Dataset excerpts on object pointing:
◆ ◆ ◆ ◆

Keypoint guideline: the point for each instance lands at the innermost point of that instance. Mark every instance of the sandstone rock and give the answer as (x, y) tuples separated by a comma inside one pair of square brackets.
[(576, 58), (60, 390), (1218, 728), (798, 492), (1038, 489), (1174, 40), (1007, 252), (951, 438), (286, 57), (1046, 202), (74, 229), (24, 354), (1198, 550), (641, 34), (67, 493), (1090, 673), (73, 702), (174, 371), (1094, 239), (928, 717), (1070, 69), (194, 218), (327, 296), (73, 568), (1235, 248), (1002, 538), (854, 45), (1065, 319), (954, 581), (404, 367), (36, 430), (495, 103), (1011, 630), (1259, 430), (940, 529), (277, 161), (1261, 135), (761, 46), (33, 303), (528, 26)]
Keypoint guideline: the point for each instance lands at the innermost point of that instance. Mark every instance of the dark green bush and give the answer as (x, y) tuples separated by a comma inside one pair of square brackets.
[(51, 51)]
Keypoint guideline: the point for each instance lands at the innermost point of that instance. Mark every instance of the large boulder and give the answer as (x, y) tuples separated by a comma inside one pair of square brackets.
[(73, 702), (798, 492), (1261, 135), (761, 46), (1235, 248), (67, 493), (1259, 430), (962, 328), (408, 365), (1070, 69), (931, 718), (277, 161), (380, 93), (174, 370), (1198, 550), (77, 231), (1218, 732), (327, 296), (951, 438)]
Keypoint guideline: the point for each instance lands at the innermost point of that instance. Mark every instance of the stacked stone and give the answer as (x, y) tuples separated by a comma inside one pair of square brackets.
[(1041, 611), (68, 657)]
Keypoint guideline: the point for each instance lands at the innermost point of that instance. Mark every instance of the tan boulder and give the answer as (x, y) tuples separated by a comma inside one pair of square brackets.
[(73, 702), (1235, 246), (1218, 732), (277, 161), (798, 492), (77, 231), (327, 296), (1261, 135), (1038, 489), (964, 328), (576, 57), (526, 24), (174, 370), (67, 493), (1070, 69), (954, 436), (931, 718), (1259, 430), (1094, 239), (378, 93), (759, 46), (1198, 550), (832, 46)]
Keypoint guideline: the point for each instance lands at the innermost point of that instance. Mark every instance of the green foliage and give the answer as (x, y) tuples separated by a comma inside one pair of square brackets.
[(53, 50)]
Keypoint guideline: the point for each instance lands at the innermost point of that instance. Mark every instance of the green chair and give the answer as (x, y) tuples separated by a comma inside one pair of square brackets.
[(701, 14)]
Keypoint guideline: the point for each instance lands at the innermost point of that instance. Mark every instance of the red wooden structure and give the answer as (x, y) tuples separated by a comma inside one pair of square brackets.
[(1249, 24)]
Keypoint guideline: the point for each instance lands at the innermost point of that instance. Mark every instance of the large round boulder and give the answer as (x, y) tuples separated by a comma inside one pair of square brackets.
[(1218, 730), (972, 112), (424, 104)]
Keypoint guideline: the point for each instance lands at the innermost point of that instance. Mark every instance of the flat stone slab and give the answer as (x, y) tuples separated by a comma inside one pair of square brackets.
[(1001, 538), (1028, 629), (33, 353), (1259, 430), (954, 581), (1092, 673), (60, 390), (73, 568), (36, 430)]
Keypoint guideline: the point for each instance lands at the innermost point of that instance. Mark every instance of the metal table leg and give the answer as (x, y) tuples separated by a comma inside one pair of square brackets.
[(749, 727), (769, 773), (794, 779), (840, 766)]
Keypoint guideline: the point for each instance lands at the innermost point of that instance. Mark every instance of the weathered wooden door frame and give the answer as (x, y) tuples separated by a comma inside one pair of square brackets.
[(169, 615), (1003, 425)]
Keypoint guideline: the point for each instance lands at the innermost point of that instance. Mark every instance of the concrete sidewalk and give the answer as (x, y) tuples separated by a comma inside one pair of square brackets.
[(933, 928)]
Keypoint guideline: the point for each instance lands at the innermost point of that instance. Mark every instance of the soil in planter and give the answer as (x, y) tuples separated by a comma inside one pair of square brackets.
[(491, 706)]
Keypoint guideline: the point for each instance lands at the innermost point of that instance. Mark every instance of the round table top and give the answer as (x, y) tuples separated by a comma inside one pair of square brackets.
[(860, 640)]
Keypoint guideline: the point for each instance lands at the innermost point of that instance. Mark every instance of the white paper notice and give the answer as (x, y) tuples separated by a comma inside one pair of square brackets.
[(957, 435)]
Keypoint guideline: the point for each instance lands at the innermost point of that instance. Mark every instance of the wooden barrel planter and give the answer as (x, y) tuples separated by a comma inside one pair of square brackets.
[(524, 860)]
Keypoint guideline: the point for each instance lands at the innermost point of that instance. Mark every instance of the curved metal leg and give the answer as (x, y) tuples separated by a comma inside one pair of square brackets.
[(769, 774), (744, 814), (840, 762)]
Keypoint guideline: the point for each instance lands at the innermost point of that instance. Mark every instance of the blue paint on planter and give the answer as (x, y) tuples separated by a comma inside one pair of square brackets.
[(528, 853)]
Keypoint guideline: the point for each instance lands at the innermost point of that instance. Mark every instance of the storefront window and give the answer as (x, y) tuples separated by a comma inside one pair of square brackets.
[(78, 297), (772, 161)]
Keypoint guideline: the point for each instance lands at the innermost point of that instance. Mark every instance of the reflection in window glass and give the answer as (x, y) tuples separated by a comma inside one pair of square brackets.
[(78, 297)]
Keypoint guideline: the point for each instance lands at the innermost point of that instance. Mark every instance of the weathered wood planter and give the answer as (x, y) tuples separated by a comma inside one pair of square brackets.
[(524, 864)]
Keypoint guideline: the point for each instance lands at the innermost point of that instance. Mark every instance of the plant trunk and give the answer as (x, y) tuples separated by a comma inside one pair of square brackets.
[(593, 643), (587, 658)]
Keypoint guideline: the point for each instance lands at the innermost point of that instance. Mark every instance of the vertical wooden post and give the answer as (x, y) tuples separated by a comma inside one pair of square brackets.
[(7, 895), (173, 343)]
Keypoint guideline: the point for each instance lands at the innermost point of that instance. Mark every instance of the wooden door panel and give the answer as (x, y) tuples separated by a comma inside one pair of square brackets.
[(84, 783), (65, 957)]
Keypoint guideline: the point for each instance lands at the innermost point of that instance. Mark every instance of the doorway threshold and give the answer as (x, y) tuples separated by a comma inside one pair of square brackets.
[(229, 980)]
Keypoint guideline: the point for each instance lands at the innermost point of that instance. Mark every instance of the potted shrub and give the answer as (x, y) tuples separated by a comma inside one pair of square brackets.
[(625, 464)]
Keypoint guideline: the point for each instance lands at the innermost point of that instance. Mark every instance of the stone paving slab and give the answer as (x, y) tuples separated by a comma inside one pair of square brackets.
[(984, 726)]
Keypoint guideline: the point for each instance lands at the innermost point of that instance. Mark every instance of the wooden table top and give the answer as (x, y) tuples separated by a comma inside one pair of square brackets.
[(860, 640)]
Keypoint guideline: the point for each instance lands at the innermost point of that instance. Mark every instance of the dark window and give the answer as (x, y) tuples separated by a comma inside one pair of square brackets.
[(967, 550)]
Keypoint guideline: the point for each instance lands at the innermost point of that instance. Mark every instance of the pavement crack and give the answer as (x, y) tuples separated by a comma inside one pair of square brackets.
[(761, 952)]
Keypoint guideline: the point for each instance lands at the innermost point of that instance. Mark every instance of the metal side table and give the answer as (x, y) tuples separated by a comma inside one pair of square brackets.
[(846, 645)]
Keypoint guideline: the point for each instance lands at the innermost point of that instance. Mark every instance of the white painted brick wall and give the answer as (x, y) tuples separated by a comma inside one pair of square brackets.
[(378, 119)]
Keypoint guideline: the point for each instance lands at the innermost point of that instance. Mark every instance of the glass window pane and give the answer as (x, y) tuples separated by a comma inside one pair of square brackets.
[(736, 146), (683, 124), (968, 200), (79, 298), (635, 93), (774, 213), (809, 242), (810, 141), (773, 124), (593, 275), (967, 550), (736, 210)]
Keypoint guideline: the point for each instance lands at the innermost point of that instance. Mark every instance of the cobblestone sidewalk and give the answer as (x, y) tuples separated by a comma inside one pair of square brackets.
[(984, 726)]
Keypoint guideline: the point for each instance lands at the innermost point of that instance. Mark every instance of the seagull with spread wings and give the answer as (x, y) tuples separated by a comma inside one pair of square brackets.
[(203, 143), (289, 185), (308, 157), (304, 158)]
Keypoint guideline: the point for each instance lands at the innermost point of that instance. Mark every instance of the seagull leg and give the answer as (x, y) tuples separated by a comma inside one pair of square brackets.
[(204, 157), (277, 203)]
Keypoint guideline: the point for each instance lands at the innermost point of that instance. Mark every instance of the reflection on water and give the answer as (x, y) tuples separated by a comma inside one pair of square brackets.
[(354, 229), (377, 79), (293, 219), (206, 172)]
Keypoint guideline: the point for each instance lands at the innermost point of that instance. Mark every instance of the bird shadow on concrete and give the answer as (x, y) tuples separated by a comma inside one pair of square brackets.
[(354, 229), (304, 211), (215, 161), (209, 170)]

◆ ◆ ◆ ◆

→ THE REQUEST:
Render the records as a numbered list with blank lines omitted, starting at the line that contains "the green chair" and ending after the line that contains "[(1218, 730), (972, 112), (424, 104)]".

→ TASK OUTPUT:
1. Keypoint guideline: the point for each instance lands at the innermost point of that instance. Mark every instance of the green chair and give the answer as (x, y) tuples separated by a comma inside one pair of square brackets.
2. [(701, 14)]
3. Keypoint guideline: the point for each instance lands at the innermost point of that instance. Mark every instance of the red wooden structure and give the answer as (x, y) tuples separated by a comma inside one pair of square brackets.
4. [(1249, 24)]
5. Keypoint guideline: the point for each instance lands at the innermost point of that instance. Mark every instance of the large round boulder and give the answer as (x, y) tuples separated by a comma inside one pair of square brackets.
6. [(1218, 730), (972, 112), (424, 104)]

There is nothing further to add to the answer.